What the task requires |
Transcribe the tail of the listing: start at the line containing "Might I trouble you for the coordinates of the street light" and stop after the last line, keeping every character as is and adding nothing.

Data for processing |
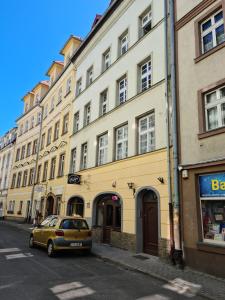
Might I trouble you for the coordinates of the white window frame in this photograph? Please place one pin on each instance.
(103, 149)
(211, 29)
(217, 103)
(147, 131)
(123, 141)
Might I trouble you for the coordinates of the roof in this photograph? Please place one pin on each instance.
(67, 42)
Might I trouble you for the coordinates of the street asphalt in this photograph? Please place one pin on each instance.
(29, 274)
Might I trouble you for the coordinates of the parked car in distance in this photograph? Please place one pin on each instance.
(62, 233)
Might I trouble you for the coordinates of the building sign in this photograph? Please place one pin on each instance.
(73, 179)
(212, 185)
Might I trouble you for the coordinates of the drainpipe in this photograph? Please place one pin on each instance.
(36, 165)
(177, 253)
(167, 104)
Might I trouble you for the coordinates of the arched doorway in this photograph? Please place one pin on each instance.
(75, 206)
(148, 221)
(49, 206)
(107, 210)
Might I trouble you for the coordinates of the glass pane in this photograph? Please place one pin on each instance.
(207, 42)
(212, 116)
(206, 25)
(220, 37)
(218, 17)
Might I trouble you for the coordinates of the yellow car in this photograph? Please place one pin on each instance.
(62, 233)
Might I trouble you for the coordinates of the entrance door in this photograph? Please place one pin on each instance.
(150, 227)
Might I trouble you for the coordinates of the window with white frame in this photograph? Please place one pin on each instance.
(215, 109)
(123, 43)
(79, 87)
(89, 76)
(122, 90)
(145, 75)
(73, 160)
(61, 165)
(146, 139)
(68, 86)
(146, 22)
(87, 114)
(106, 60)
(102, 149)
(104, 102)
(122, 142)
(84, 150)
(212, 31)
(76, 122)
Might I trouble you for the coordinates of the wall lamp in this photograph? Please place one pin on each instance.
(131, 186)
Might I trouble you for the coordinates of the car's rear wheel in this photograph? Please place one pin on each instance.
(31, 241)
(50, 249)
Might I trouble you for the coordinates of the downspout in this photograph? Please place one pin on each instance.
(177, 255)
(36, 164)
(167, 104)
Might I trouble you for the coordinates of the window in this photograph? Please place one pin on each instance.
(145, 76)
(42, 141)
(122, 142)
(65, 124)
(49, 136)
(23, 152)
(212, 31)
(106, 60)
(89, 76)
(45, 171)
(13, 181)
(215, 109)
(52, 171)
(146, 133)
(35, 145)
(17, 154)
(123, 43)
(56, 131)
(122, 90)
(103, 102)
(31, 179)
(76, 122)
(68, 86)
(84, 156)
(146, 22)
(79, 87)
(87, 114)
(38, 174)
(19, 179)
(28, 149)
(73, 160)
(59, 95)
(25, 174)
(61, 165)
(102, 149)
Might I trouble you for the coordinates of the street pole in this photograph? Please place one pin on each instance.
(36, 165)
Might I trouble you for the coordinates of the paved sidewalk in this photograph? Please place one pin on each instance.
(187, 282)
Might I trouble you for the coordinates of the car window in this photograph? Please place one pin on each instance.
(74, 224)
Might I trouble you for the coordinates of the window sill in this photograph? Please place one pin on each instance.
(213, 132)
(213, 248)
(208, 53)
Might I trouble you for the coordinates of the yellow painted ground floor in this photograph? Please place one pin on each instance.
(125, 202)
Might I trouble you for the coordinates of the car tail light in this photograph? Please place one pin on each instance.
(59, 233)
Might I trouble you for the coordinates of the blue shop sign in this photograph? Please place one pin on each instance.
(212, 185)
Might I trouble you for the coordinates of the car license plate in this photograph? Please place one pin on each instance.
(76, 244)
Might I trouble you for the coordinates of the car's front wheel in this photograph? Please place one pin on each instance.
(50, 249)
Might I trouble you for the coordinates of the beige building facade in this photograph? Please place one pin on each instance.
(201, 101)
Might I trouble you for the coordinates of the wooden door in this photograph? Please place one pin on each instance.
(150, 227)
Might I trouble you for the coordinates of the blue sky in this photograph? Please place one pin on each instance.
(32, 33)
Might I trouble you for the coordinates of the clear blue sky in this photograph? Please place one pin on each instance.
(32, 33)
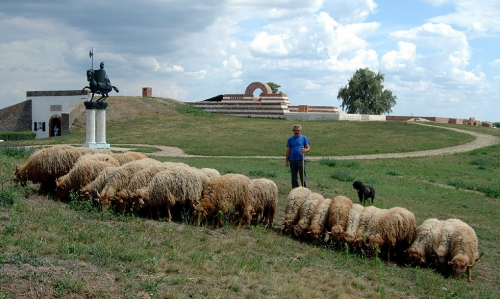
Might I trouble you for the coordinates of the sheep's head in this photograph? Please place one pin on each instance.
(19, 177)
(61, 189)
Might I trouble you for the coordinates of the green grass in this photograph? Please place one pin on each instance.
(74, 250)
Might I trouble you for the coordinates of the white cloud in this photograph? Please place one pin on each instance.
(480, 18)
(269, 44)
(495, 63)
(352, 11)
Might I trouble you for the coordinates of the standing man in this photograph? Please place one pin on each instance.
(296, 148)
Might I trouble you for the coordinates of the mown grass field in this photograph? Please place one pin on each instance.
(50, 249)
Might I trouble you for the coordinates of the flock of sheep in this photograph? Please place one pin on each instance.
(449, 245)
(131, 180)
(170, 190)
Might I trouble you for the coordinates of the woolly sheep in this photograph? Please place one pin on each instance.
(464, 251)
(305, 212)
(338, 214)
(181, 186)
(457, 247)
(393, 229)
(121, 177)
(263, 201)
(222, 193)
(129, 156)
(47, 164)
(426, 240)
(368, 214)
(352, 226)
(294, 201)
(441, 253)
(85, 170)
(122, 199)
(319, 219)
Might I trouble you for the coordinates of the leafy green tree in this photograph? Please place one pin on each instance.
(274, 87)
(365, 94)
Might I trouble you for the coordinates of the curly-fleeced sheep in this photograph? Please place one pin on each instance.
(338, 214)
(222, 193)
(47, 164)
(352, 225)
(263, 201)
(319, 220)
(85, 170)
(177, 186)
(121, 177)
(122, 199)
(305, 213)
(129, 156)
(294, 201)
(426, 240)
(394, 229)
(458, 247)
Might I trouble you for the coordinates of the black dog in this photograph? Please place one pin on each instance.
(364, 191)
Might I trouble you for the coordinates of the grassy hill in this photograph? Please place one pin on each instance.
(54, 249)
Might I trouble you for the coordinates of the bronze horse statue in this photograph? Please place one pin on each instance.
(99, 83)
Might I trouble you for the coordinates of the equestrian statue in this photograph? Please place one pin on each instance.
(99, 83)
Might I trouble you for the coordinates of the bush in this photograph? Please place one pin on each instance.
(13, 136)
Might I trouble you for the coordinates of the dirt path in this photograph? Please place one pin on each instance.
(482, 140)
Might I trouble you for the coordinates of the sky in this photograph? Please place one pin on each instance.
(439, 57)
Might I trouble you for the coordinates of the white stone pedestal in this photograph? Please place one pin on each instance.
(96, 113)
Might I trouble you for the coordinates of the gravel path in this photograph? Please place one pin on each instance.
(482, 140)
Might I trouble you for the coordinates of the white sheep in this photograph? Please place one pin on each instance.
(294, 201)
(319, 220)
(338, 214)
(179, 186)
(305, 213)
(426, 240)
(392, 230)
(263, 201)
(458, 247)
(352, 226)
(221, 194)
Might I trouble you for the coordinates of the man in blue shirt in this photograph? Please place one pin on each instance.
(296, 148)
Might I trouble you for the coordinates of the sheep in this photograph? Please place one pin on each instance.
(85, 170)
(441, 253)
(140, 179)
(210, 172)
(181, 186)
(338, 214)
(426, 239)
(353, 220)
(457, 247)
(129, 156)
(464, 251)
(92, 189)
(393, 229)
(263, 201)
(47, 164)
(222, 193)
(319, 219)
(368, 213)
(121, 177)
(305, 212)
(294, 201)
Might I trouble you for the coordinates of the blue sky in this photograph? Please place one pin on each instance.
(439, 57)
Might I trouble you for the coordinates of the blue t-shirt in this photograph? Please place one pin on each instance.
(296, 144)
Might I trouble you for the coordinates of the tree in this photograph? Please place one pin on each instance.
(365, 94)
(274, 87)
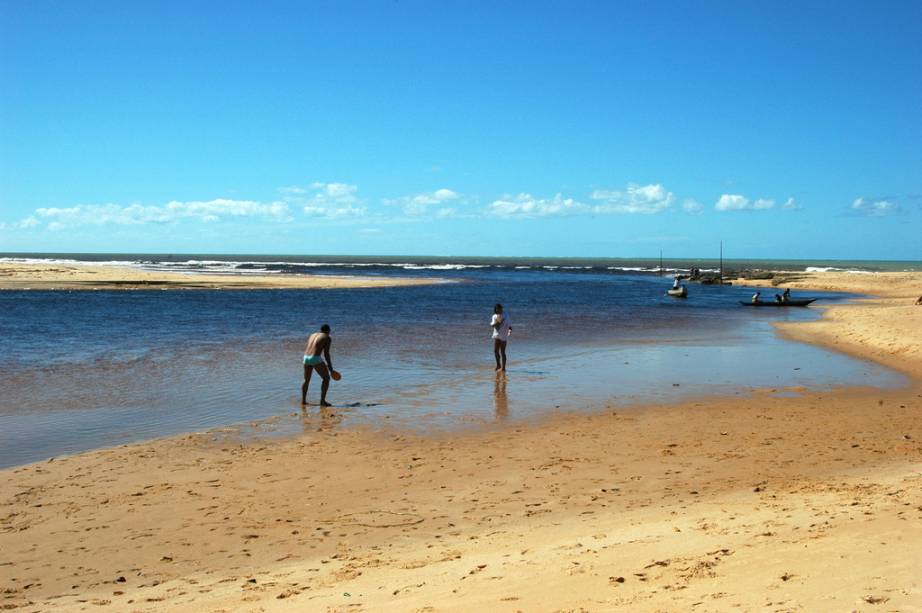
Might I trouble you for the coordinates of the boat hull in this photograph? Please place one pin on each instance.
(780, 304)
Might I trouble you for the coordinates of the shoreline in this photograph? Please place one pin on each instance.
(722, 503)
(89, 277)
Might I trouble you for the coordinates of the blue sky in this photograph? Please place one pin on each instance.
(463, 128)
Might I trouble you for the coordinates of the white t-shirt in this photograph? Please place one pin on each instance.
(501, 332)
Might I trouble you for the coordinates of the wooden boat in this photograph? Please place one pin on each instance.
(803, 302)
(679, 292)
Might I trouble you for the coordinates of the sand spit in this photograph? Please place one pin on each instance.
(92, 277)
(806, 503)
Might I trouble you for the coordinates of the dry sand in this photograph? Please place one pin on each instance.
(757, 502)
(88, 276)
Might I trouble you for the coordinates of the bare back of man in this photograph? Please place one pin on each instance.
(318, 349)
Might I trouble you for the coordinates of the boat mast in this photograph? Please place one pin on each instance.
(721, 262)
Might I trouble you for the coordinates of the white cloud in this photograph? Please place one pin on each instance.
(877, 208)
(334, 212)
(692, 207)
(421, 203)
(526, 205)
(293, 189)
(644, 199)
(736, 202)
(326, 200)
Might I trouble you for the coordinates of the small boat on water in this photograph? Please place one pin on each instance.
(678, 292)
(803, 302)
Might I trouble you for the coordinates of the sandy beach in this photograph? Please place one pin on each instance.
(41, 276)
(808, 501)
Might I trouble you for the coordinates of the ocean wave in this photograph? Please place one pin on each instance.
(853, 271)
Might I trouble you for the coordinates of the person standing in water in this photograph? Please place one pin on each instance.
(317, 343)
(501, 332)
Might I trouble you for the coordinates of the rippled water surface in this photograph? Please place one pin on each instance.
(81, 370)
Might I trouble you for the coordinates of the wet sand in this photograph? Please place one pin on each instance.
(93, 277)
(758, 502)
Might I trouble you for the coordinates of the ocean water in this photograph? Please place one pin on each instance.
(425, 265)
(86, 369)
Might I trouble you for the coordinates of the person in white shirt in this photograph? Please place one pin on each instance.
(501, 332)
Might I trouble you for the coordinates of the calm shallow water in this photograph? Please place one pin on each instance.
(81, 370)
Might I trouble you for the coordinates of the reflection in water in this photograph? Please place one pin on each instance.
(500, 400)
(327, 419)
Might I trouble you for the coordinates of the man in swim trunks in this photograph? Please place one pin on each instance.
(501, 331)
(319, 342)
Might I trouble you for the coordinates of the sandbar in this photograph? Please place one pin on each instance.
(808, 502)
(41, 276)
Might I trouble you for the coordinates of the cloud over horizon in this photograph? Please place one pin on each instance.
(874, 208)
(642, 199)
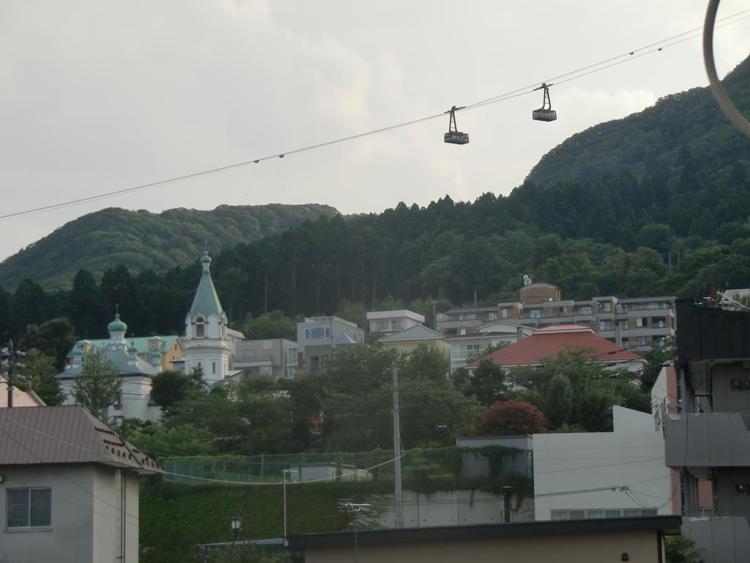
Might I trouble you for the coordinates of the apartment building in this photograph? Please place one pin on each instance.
(709, 440)
(633, 323)
(318, 338)
(275, 357)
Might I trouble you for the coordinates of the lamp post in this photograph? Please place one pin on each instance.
(236, 524)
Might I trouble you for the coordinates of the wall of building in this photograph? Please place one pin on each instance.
(70, 538)
(641, 547)
(453, 508)
(568, 466)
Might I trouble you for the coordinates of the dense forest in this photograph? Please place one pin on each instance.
(142, 240)
(676, 225)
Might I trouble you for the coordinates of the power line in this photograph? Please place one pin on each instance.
(561, 78)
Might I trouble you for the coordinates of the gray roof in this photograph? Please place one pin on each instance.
(206, 301)
(69, 434)
(124, 362)
(417, 332)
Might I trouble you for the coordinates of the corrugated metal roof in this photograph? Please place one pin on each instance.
(68, 434)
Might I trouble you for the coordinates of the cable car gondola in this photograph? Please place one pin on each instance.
(453, 135)
(544, 113)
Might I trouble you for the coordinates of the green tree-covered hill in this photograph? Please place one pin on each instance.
(142, 240)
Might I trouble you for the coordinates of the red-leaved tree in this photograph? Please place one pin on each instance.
(513, 417)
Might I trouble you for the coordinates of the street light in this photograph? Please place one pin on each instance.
(236, 524)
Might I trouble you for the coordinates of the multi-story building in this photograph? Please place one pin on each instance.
(275, 357)
(319, 337)
(633, 323)
(386, 322)
(709, 438)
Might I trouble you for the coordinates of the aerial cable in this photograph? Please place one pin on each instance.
(559, 79)
(717, 89)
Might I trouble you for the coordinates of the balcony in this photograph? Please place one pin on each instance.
(707, 440)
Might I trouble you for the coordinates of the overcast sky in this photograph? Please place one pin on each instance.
(98, 95)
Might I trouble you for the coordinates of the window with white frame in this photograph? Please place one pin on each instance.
(29, 507)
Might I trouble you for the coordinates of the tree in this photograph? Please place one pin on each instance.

Answer |
Might I trouble you for the coordinates of the street light in this photograph? Please place one pin on each instance.
(236, 524)
Might I trouble you for the coordinates of the multi-story building in this photograph? Please place one pin on each instance.
(275, 357)
(319, 337)
(633, 323)
(386, 322)
(709, 438)
Might I trouble you for the coordinates of the aerial cable in this photograph? Please place one pin on each instance.
(559, 79)
(717, 89)
Might I trouble you for the coordinates of the balcony in this photograph? Please place one pin on each instance.
(707, 440)
Might I trouble you for the coordinates of the overcast sky in this photograph? Please place one pin on each instance.
(98, 95)
Might I trouble you for the coordinates of the window with white frame in this photograph? Please place one pin on each instance.
(29, 507)
Might I trouble you for the coordinates of the tree in this photograph? Please place one pin on each instance.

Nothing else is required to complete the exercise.